Problem to work on. Every record below should be printed exactly as it appears.

----------

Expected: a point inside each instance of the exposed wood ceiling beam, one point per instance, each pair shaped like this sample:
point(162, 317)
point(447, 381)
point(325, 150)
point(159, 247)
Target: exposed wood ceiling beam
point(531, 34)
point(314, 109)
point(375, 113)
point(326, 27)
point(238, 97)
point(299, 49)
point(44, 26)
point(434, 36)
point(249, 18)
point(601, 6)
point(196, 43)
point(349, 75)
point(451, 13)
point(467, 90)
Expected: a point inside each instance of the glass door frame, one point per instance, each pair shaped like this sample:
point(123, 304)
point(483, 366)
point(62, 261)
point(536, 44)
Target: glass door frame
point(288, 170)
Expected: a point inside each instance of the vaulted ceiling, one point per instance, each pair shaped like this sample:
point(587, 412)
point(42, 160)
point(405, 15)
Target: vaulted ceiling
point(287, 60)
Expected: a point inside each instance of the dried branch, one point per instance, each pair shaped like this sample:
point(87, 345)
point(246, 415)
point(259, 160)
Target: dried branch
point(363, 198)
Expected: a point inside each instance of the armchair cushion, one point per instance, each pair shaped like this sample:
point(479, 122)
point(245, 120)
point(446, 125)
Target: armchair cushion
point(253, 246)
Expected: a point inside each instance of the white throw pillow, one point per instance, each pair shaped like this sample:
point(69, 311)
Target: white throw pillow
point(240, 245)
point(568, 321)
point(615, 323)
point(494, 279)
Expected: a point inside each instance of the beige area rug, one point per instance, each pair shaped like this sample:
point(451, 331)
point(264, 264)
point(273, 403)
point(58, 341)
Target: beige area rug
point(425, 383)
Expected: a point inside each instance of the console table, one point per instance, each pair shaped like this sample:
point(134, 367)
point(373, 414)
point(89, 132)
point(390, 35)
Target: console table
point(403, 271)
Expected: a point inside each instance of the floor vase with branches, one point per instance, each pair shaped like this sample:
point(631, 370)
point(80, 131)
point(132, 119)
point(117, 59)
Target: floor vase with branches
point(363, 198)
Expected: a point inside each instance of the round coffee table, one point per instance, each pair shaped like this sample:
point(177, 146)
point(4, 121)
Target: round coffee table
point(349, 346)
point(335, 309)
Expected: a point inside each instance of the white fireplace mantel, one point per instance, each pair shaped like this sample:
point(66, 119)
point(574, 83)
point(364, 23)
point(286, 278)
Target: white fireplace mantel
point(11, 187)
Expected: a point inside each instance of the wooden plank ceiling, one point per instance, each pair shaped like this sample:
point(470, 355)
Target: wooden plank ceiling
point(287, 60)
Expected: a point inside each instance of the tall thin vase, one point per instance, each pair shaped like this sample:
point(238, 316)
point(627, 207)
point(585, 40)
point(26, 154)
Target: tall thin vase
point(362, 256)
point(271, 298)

----------

Your response.
Expected: a point inside each instance of the exposed wood ceiling beam, one point per instance, each pair shaped like this sample:
point(162, 317)
point(447, 381)
point(325, 150)
point(159, 247)
Target: exposed wood ceiling beam
point(531, 34)
point(314, 109)
point(375, 113)
point(326, 27)
point(238, 97)
point(299, 49)
point(44, 26)
point(434, 36)
point(249, 18)
point(601, 6)
point(196, 43)
point(349, 75)
point(451, 13)
point(467, 90)
Expected: a point inside each instance of the glass door frame, one point per instance, each pair shaped like this sample:
point(123, 304)
point(483, 366)
point(62, 261)
point(536, 44)
Target: glass door frame
point(288, 170)
Expected: a point inside each instance of the vaulted ceiling, one point per instance, each pair shaped like this sample:
point(587, 412)
point(42, 160)
point(405, 15)
Target: vaulted ceiling
point(287, 60)
Expected: a point inside each instance of the dried branch, one point per instance, each pair shaped like this sample:
point(87, 345)
point(246, 415)
point(259, 160)
Target: dried branch
point(363, 198)
Expected: a point inside each instance of the armchair cushion, one point per instance, each pair shaped like this sample:
point(479, 122)
point(245, 120)
point(446, 125)
Target: armchair cushion
point(253, 246)
Expected: a point inside each instance of the white throw pillow, one point per instance, each pair shaped like this sample:
point(69, 311)
Target: white throw pillow
point(240, 245)
point(568, 321)
point(615, 323)
point(494, 279)
Expected: a point inside each instance of the beige area rug, one point per instance, each pair shaped like this sample:
point(451, 331)
point(264, 264)
point(273, 403)
point(58, 341)
Target: beige area rug
point(425, 383)
Expected: a point inside each instance of the console table, one point per instance, each pair shaped like this sample:
point(134, 367)
point(373, 414)
point(89, 132)
point(390, 35)
Target: console table
point(403, 271)
Expected: a point inside each instance of the floor vase with branches, one point per instance, each pair shaped like this sample:
point(631, 370)
point(80, 131)
point(132, 119)
point(117, 59)
Target: floor vase with branches
point(363, 198)
Expected: a point inside each instance of the round coffee table, one point per instance, each pair shaped like this sample:
point(177, 146)
point(4, 121)
Target: round coffee table
point(349, 346)
point(335, 309)
Expected: a point inside each instance of the white fireplace mantel, one point per instance, each pair shaped like this sample:
point(66, 119)
point(574, 83)
point(364, 23)
point(286, 278)
Target: white fireplace mantel
point(11, 187)
Expected: a point inside each instance of the wooden plank ceiling, one point per instance, each pair shaped like this sample:
point(470, 355)
Target: wooden plank ceiling
point(287, 60)
Expected: a point inside each instance of the tall thin vase, one point per instance, each pair shaped like this sample:
point(238, 316)
point(627, 207)
point(585, 40)
point(26, 154)
Target: tall thin vase
point(362, 256)
point(271, 298)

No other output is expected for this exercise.